-- INFORMATION PROVIDED start --

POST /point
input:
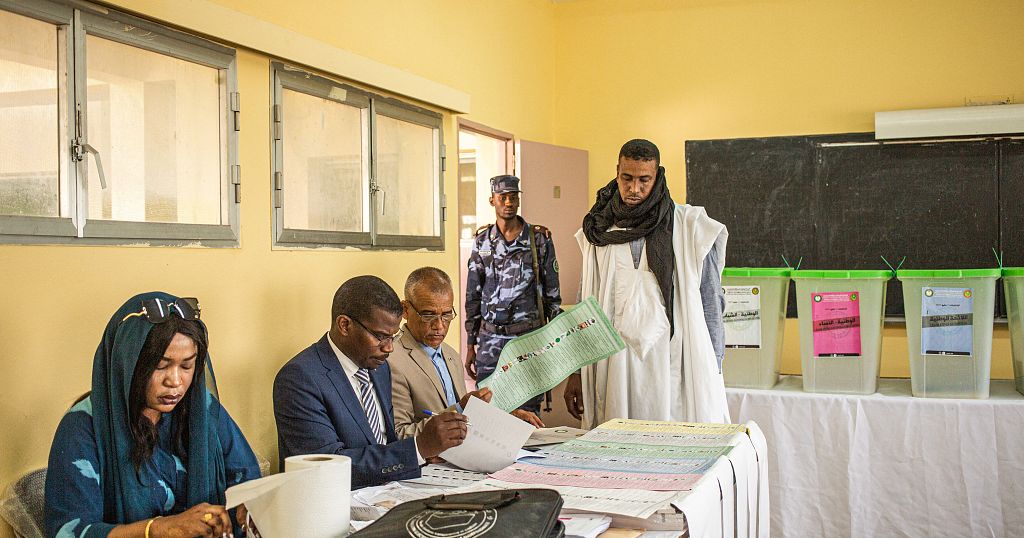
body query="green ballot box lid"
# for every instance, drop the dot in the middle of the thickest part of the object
(949, 274)
(757, 272)
(842, 274)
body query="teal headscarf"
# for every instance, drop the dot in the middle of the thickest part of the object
(124, 494)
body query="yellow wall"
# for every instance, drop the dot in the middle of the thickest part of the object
(672, 71)
(262, 305)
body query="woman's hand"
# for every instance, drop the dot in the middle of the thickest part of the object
(248, 526)
(201, 520)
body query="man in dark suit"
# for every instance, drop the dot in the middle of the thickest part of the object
(335, 396)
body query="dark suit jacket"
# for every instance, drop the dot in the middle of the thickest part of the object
(415, 384)
(318, 413)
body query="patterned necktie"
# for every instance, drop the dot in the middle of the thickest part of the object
(370, 405)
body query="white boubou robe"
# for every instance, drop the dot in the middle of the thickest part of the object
(655, 378)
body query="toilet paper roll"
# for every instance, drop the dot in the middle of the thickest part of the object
(309, 499)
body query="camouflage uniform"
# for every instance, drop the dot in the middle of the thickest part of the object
(501, 293)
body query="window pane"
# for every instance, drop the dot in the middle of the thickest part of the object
(408, 172)
(30, 137)
(326, 164)
(157, 122)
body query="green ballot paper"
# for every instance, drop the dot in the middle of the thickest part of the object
(538, 361)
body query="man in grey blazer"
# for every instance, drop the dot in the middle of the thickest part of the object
(426, 373)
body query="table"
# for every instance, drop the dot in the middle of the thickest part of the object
(730, 500)
(890, 464)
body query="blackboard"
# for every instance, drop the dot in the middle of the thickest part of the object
(842, 201)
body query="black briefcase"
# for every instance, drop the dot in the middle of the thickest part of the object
(501, 513)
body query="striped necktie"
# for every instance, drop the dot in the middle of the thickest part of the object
(370, 405)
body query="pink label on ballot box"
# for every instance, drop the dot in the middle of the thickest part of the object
(836, 324)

-- INFORMATION PROVIDED end --

--- TASK GOAL ---
Leave out the pictures and transcribe the entries above exactly.

--- TASK SOLUTION ---
POST /point
input:
body query="green ballot box lid"
# for every instance, drop the dot in the middle of the thickest part of the object
(949, 274)
(757, 272)
(842, 274)
body query="teal headscarf"
# for every instance, drop the dot in the middle of the thickest part of the object
(124, 494)
body query="yellow wall"
# for every instance, drop the dot in the middle of the thickest part of the object
(672, 71)
(262, 305)
body query="woman's hand"
# for every instance, drop the dot in the middle of the thickest part of the object
(248, 526)
(201, 520)
body query="man in dark suit"
# for every instance, drop the dot in the middle of the thickest part of the object
(335, 396)
body query="dark suit jacket"
# for every instance, drop the dot in the middle of the thickest part of the object
(415, 384)
(318, 413)
body query="patterned necktie"
# for every instance, drop the dot in the middle of the thickest part of the object
(370, 405)
body query="white boubou robe"
# for every instance, drop the dot in the middle of the thickest part of the object
(655, 378)
body query="toilet paper roll"
# for every instance, drop the dot in the middle of the thickest part of the object
(309, 499)
body query="camouflage uniform"
# for every instance, drop the dot in the middle of the thickest part of the object
(501, 293)
body query="window pane"
# for every instance, drop the dot in the middle of the thickest part of the object
(408, 172)
(30, 137)
(326, 164)
(157, 122)
body query="green ballot paper"
# for every instance, drop the dot in the middle of the thickest part of the object
(538, 361)
body query="man in grey blazer"
# for every instance, drop the dot in the middle of the thickest part of the object
(426, 373)
body query="table"
# for every instance, drop the dot in the middle of the thickest part of the object
(730, 500)
(890, 464)
body query="blackboard"
# for every instance, drop the dot in the middle of the thickest part of the object
(842, 201)
body query="black briefcase"
# for every instance, drop the dot in the middle of the thickest part of the object
(501, 513)
body query="striped necktie"
# for every instance, drop the dot in the middle of the thickest part of the object
(370, 405)
body query="pink label on ballot box"
# for every instance, drop the dot in the middle of the thickest part of the object
(836, 324)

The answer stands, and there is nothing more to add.